Ксения Толоконникова:

— Левитин, мне кажется, был чужд подобной конспирации.

Надежда Белякова:

— Но при этом он не боялся в этом участвовать.

Ксения Толоконникова:

— Нет, нет, конечно.

Надежда Белякова:

— Ты знаешь, в чем особенность Левитина, что в силу его открытости и многогранности, а еще в силу языка, на котором он говорил, то, что он говорил языком культурного человека, он в какой-то момент стал посредником между западным миром и миром верующих в Советском Союзе, он эту маргинальность постарался преодолеть.

Алексей Пичугин:

— Мы напомним, что сегодня мы вспоминаем в нашей программе Анатолия Краснова-Левитина. Программа наша совместная с музеем и исследовательским центром «Советский Союз: вера и люди». Вместе с нами сегодня здесь Надежда Белякова, Петр Чистяков, историки. Надежда Белякова — старший научный сотрудник института всеобщей истории Российской Академии наук. Петр Чистяков — доцент кафедры истории религий РГГУ. Про квартиру заговорили. Я так понимаю, что домик кончился, потом построили многоэтажку, и там была квартира?

Ксения Толоконникова:

— Ему квартиру, я так понимаю, дали уже перед самым...

Алексей Пичугин:

— Не задолго.

Ксения Толоконникова:

— ...перед самым его последним сроком.

Алексей Пичугин:

— А, последним сроком.

Надежда Белякова:

— Была квартира его жены на улице Жуковского. И судя по всему, эта квартира была тоже важным местом встреч.

▶ [СОДЕРЖИМОЕ НАБОРА ДАННЫХ]
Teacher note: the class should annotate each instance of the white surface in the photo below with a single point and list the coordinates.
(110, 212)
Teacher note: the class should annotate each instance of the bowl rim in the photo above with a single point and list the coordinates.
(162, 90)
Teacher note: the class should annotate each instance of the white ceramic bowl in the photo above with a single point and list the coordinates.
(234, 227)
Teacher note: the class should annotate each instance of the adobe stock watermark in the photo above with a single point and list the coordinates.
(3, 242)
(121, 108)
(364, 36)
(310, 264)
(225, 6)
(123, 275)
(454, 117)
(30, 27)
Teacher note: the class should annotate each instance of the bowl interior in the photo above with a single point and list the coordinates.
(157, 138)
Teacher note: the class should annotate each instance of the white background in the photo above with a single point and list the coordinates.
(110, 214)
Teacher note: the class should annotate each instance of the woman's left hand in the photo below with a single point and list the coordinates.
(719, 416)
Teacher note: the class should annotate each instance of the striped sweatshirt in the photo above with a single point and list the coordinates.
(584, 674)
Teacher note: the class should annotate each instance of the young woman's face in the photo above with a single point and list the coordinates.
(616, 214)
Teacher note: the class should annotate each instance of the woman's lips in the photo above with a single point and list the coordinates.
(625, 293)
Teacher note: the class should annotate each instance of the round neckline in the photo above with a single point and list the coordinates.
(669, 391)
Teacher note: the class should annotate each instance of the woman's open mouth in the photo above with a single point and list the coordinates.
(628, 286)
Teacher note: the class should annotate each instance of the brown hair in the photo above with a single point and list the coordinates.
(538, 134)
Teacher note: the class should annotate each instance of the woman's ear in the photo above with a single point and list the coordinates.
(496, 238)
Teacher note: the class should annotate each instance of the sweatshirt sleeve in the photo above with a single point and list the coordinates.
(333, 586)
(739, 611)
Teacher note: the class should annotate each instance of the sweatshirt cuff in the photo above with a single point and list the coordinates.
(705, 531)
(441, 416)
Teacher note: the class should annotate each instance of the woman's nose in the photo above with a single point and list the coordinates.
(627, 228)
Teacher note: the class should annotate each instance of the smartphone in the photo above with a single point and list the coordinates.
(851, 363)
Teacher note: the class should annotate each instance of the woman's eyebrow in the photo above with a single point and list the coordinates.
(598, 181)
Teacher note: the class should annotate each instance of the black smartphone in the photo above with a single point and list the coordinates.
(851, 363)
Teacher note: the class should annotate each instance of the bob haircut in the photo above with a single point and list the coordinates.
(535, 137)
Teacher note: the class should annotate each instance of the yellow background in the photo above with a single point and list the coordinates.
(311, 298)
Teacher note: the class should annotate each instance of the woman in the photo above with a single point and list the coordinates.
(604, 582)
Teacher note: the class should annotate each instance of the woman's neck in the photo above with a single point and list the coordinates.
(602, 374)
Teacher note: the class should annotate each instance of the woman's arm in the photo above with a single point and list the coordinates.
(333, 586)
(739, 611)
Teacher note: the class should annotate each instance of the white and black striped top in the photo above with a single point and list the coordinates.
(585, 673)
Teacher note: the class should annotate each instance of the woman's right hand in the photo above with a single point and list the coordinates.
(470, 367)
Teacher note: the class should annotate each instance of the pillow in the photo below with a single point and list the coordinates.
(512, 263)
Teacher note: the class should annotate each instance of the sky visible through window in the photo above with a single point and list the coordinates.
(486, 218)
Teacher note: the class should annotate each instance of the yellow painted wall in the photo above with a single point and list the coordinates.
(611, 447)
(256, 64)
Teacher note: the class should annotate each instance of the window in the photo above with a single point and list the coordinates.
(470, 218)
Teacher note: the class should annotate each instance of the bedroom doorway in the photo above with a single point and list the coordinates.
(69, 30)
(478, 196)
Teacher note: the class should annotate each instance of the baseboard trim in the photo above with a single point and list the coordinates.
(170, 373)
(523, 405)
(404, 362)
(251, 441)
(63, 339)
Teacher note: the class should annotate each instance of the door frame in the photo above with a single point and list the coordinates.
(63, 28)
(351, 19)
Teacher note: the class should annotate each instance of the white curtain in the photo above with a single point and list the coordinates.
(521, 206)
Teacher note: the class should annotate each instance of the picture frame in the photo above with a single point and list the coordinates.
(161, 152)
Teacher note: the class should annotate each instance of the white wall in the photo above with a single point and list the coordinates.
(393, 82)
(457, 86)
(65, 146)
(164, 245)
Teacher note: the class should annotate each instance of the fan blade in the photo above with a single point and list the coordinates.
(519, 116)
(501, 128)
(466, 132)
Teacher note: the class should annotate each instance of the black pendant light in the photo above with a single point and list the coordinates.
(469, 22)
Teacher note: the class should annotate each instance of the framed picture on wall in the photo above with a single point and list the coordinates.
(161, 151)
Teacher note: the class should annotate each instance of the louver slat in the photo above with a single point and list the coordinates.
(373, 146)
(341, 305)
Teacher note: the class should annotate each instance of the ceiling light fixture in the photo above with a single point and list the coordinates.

▶ [СПИСОК ЗАДАНИЙ]
1. Воспроизведите отрывок целиком, без единого изменения.
2. Масштабируйте координаты точек в строках набора данных, начиная со строки, содержащей «of the louver», включительно и до последней строки набора включительно: умножьте каждую координату на 0,3 и округлите до целого, причем половины округляются в большую сторону. Выведите только эти строки полностью, оставив весь остальной их текст без изменений.

▶ [ОТВЕТЫ НА ЗАДАНИЯ]
1.
Ксения Толоконникова:

— Левитин, мне кажется, был чужд подобной конспирации.

Надежда Белякова:

— Но при этом он не боялся в этом участвовать.

Ксения Толоконникова:

— Нет, нет, конечно.

Надежда Белякова:

— Ты знаешь, в чем особенность Левитина, что в силу его открытости и многогранности, а еще в силу языка, на котором он говорил, то, что он говорил языком культурного человека, он в какой-то момент стал посредником между западным миром и миром верующих в Советском Союзе, он эту маргинальность постарался преодолеть.

Алексей Пичугин:

— Мы напомним, что сегодня мы вспоминаем в нашей программе Анатолия Краснова-Левитина. Программа наша совместная с музеем и исследовательским центром «Советский Союз: вера и люди». Вместе с нами сегодня здесь Надежда Белякова, Петр Чистяков, историки. Надежда Белякова — старший научный сотрудник института всеобщей истории Российской Академии наук. Петр Чистяков — доцент кафедры истории религий РГГУ. Про квартиру заговорили. Я так понимаю, что домик кончился, потом построили многоэтажку, и там была квартира?

Ксения Толоконникова:

— Ему квартиру, я так понимаю, дали уже перед самым...

Алексей Пичугин:

— Не задолго.

Ксения Толоконникова:

— ...перед самым его последним сроком.

Алексей Пичугин:

— А, последним сроком.

Надежда Белякова:

— Была квартира его жены на улице Жуковского. И судя по всему, эта квартира была тоже важным местом встреч.

2.
Teacher note: the class should annotate each instance of the louver slat in the photo above with a single point and list the coordinates.
(112, 44)
(102, 92)
Teacher note: the class should annotate each instance of the ceiling light fixture in the photo above with a single point and list the coordinates.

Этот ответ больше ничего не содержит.